◆ Stored records:
** Start **
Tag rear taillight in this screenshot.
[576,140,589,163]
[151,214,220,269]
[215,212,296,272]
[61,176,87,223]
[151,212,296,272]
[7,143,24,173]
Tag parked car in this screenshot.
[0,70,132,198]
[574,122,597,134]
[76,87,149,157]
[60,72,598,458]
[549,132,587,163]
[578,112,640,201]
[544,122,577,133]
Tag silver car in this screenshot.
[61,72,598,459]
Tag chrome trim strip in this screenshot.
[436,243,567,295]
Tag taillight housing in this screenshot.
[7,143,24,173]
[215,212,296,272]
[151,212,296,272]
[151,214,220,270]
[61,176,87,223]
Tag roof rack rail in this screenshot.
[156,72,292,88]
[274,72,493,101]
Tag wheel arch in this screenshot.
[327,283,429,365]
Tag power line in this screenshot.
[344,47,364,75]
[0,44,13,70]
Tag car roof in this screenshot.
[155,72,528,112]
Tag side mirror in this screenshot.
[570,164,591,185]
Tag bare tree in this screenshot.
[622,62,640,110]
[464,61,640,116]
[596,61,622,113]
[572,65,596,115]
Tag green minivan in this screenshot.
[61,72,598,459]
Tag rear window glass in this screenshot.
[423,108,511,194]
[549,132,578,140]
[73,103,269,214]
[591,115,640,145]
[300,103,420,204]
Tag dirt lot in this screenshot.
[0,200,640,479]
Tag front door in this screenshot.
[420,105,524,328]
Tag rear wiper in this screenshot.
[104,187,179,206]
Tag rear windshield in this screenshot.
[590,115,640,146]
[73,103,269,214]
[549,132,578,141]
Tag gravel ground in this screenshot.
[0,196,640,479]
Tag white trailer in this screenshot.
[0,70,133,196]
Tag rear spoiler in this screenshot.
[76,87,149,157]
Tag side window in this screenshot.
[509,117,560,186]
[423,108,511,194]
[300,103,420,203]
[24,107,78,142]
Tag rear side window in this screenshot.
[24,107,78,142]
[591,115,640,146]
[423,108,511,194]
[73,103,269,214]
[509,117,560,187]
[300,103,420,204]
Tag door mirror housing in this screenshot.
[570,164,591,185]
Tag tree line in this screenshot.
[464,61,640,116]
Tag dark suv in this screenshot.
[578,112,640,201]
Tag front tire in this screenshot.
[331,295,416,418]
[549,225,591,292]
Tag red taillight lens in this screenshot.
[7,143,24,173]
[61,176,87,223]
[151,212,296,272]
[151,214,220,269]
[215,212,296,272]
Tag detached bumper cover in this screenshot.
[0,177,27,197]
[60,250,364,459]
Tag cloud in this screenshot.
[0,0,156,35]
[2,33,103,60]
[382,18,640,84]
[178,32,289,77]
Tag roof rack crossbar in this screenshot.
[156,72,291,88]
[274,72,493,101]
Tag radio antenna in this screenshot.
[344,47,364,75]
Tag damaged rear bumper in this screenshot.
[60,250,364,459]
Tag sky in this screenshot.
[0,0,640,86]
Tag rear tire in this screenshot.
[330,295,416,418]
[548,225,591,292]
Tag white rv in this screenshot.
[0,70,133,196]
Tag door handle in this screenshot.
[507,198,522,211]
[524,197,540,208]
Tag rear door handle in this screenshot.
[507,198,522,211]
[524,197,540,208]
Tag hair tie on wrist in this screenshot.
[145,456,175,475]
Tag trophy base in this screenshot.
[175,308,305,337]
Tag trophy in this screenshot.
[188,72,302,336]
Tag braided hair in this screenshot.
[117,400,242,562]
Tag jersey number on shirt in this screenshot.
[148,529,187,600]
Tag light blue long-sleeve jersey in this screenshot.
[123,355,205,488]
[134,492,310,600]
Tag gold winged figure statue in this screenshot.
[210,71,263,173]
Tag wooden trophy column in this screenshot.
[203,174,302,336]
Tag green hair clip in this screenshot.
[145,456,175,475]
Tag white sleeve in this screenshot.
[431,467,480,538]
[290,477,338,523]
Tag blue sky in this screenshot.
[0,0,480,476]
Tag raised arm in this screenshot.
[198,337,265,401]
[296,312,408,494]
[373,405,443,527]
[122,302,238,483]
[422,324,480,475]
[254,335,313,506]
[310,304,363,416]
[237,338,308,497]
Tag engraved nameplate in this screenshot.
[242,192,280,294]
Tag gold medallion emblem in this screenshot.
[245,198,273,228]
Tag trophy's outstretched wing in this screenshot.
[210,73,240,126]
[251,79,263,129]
** End **
◆ Task to complete:
Render every line of the records above as a numbered list, omitting any blank lines.

◆ The response:
1. Tag rear taillight in this screenshot.
2. [576,140,589,163]
3. [151,214,220,269]
4. [215,212,296,272]
5. [61,176,87,223]
6. [151,212,296,272]
7. [7,143,24,173]
8. Tag parked car in this screenshot.
9. [0,70,132,198]
10. [574,122,597,134]
11. [76,87,149,157]
12. [60,72,598,458]
13. [549,132,587,163]
14. [578,112,640,201]
15. [544,122,577,133]
16. Tag silver car in this screenshot.
17. [61,72,598,459]
18. Tag chrome trim strip in this screenshot.
19. [436,243,567,295]
20. Tag taillight housing in this screenshot.
21. [7,143,24,173]
22. [215,212,296,272]
23. [151,212,296,272]
24. [151,214,220,270]
25. [61,176,87,223]
26. Tag roof rack rail in this screenshot.
27. [156,72,292,88]
28. [274,72,493,101]
29. Tag wheel arch in this screenshot.
30. [327,283,429,365]
31. Tag power line in this screenshot.
32. [344,47,364,75]
33. [0,44,13,70]
34. Tag car roof in this screenshot.
35. [155,72,528,112]
36. Tag side mirror in this screenshot.
37. [570,164,591,185]
38. Tag bare tree in this screenshot.
39. [622,62,640,110]
40. [464,61,640,116]
41. [596,61,622,113]
42. [572,65,596,115]
43. Tag green minivan in this screenshot.
44. [61,72,598,459]
45. Tag rear window glass in this screenshot.
46. [423,108,511,194]
47. [549,132,578,140]
48. [73,103,269,214]
49. [591,115,640,145]
50. [300,103,420,204]
51. Tag dirt lot in this screenshot.
52. [0,200,640,479]
53. Tag front door in this screenshot.
54. [420,105,524,328]
55. Tag rear wiper in this screenshot.
56. [104,187,179,206]
57. Tag rear windshield in this screenshot.
58. [590,115,640,146]
59. [73,103,269,214]
60. [549,132,578,141]
61. Tag gravel ground in this screenshot.
62. [0,196,640,479]
63. Tag white trailer in this screenshot.
64. [0,70,133,196]
65. Tag rear spoiler in this screenshot.
66. [76,87,149,157]
67. Tag side window in this screenshot.
68. [509,117,560,186]
69. [423,108,511,194]
70. [300,103,420,203]
71. [24,107,78,142]
72. Tag rear side window in this screenshot.
73. [24,107,78,142]
74. [591,115,640,146]
75. [423,108,511,194]
76. [73,103,269,214]
77. [509,117,560,187]
78. [300,103,420,204]
79. Tag door mirror housing in this screenshot.
80. [570,164,591,185]
81. Tag tree line in this screenshot.
82. [464,61,640,116]
83. Tag dark suv in this screenshot.
84. [578,112,640,201]
85. Tag front tire in this screenshot.
86. [331,295,416,418]
87. [549,225,591,292]
88. Tag red taillight lens in this screenshot.
89. [7,143,24,173]
90. [61,176,87,223]
91. [151,212,296,272]
92. [151,214,220,269]
93. [215,212,296,272]
94. Tag detached bumper cover in this screenshot.
95. [0,177,27,197]
96. [60,250,364,459]
97. Tag cloud in this screenshot.
98. [0,0,156,35]
99. [2,33,103,60]
100. [382,18,640,84]
101. [178,32,289,77]
102. Tag roof rack crossbar in this screenshot.
103. [156,72,291,88]
104. [274,72,493,101]
105. Tag radio antenna in this screenshot.
106. [344,47,364,75]
107. Tag damaged rear bumper in this screenshot.
108. [60,250,364,459]
109. Tag sky in this screenshot.
110. [0,0,640,86]
111. Tag rear tire in this screenshot.
112. [330,295,416,418]
113. [548,225,591,292]
114. Tag white rv in this screenshot.
115. [0,70,133,196]
116. Tag door handle in this screenshot.
117. [507,198,522,211]
118. [524,197,540,208]
119. Tag rear door handle in this screenshot.
120. [507,198,522,211]
121. [524,197,540,208]
122. Tag hair tie on wrist in this screenshot.
123. [145,456,175,475]
124. Tag trophy base in this screenshot.
125. [175,308,305,337]
126. Tag trophy in this screenshot.
127. [188,72,302,336]
128. Tag braided hair in this screenshot.
129. [117,400,242,562]
130. Tag jersey number on shirt in this screenshot.
131. [148,529,187,600]
132. Tag light blue long-sleeve jersey in this screenshot.
133. [123,355,205,488]
134. [134,492,310,600]
135. Tag gold winged figure statue in this screenshot.
136. [210,71,263,173]
137. Tag wooden trophy column in this screenshot.
138. [203,174,302,336]
139. Tag green hair clip in this screenshot.
140. [145,456,175,475]
141. Tag white sleeve in this screenshot.
142. [431,467,480,538]
143. [290,477,338,523]
144. Tag blue sky in this screenshot.
145. [0,0,480,476]
146. Tag raised arm in this screenshot.
147. [198,337,265,401]
148. [296,312,408,494]
149. [373,405,443,527]
150. [122,302,238,483]
151. [422,324,480,475]
152. [254,335,313,506]
153. [310,304,363,416]
154. [237,338,308,497]
155. Tag engraved nameplate in this screenshot.
156. [242,192,280,294]
157. Tag gold medallion emblem in this screenshot.
158. [245,198,273,228]
159. Tag trophy's outstretched wing in this screenshot.
160. [210,73,240,126]
161. [251,79,263,129]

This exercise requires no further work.